◆ **PROBLEM**: In the records that follow, swap every "Give me" for "Provide" and reproduce the records with nothing else changed.

Entries for bounding box labeling:
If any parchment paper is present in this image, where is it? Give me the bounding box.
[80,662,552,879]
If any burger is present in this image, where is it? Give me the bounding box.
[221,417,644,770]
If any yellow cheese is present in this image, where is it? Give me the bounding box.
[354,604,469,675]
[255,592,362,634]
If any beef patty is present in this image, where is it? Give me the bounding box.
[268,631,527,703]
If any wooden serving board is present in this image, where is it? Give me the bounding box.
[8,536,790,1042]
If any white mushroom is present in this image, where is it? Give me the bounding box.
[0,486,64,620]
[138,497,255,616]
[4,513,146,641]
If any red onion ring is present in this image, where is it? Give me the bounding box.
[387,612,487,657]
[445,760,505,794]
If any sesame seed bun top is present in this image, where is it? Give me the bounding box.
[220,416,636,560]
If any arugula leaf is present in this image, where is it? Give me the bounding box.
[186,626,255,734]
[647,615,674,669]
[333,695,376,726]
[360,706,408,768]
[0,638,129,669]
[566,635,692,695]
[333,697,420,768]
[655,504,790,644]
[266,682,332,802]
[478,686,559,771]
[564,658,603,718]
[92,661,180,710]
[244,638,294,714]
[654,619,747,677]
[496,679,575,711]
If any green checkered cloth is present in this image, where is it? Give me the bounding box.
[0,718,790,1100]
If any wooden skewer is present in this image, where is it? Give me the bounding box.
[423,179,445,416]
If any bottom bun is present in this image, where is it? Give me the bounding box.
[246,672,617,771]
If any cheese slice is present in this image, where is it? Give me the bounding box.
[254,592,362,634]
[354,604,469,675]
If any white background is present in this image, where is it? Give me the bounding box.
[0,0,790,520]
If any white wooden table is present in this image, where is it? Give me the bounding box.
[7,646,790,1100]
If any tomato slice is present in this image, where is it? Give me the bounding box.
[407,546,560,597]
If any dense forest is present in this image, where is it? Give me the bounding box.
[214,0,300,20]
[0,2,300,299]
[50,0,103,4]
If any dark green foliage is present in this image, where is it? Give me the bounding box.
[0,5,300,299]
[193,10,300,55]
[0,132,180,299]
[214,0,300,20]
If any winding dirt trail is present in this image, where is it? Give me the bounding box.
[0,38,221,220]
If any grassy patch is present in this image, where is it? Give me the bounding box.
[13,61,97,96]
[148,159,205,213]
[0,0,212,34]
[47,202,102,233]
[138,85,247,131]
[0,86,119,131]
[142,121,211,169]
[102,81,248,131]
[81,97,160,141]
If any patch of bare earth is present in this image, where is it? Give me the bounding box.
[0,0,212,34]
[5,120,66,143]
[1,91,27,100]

◆ **TASK ANSWER**:
If any parchment paper is present in this image, where is it? Provide the bounding box.
[80,662,552,879]
If any burger is present in this image, where is it? Provide the bounding box.
[221,417,644,770]
If any yellow cheese is present in this image, where is it? Provide the bounding box.
[354,604,469,675]
[255,592,362,634]
If any beef patty is present in this image, where is it? Provide the bounding box.
[268,631,527,703]
If any wooden serving board is present in this image, where is it? Provide the bounding box.
[8,536,790,1042]
If any white mushroom is present in this image, where is it? Provide the bounding box.
[0,486,64,620]
[138,497,255,616]
[4,513,146,641]
If any red onion ring is present in this image, where is it? Provide the bounding box.
[387,612,487,657]
[445,760,505,794]
If any sesame seed bun top is present in this image, where is it? Provide the bounding box.
[220,416,636,560]
If any arugula leaf is present in this image, where is it? Provide the bounding box.
[186,626,255,734]
[647,615,674,669]
[333,695,376,726]
[360,706,408,768]
[0,638,129,669]
[566,635,692,695]
[333,697,420,768]
[655,504,790,644]
[266,682,332,802]
[478,686,559,771]
[564,658,603,718]
[92,661,180,710]
[244,638,294,714]
[654,619,747,677]
[496,679,575,711]
If any green checkered cloth is present in this image, where is it? Provide the bounding box.
[0,718,790,1100]
If any wooden skewer is present in this image, where is it? Provide the bounding box.
[423,179,445,416]
If any bottom bun is present in this image, where is it? Provide the bounding box.
[246,672,617,771]
If any cheese slice is present in this image, where is it? Provide the bounding box.
[254,592,362,634]
[354,604,469,675]
If any white background is present in this image, where is it? Provide the bounding box.
[0,0,790,520]
If any white wooden table is present in this image, where is it? Provide the bounding box.
[7,646,790,1100]
If any tomato slice is present in this image, where is it? Provide the bounding box.
[407,546,560,597]
If any dense forest is present in this image, where is it? Provide the bounding box.
[214,0,300,20]
[0,2,300,299]
[50,0,103,4]
If any dark green foliage is present in this image, where is it? Provide the bounding box.
[0,5,300,299]
[193,10,300,55]
[0,132,180,299]
[214,0,300,20]
If any winding dirt trail is present in this image, where is it? Provide the bounding box.
[0,38,221,220]
If any grassy patch is present in this image, where is it? Provide the bounding box.
[13,61,97,96]
[148,159,205,213]
[0,0,212,34]
[47,202,102,233]
[138,85,247,131]
[0,86,119,131]
[142,121,211,169]
[102,81,248,131]
[81,97,160,141]
If any patch of bare earth is present in this image, where is it? Provide the bounding box.
[0,0,212,34]
[5,120,66,143]
[1,91,27,100]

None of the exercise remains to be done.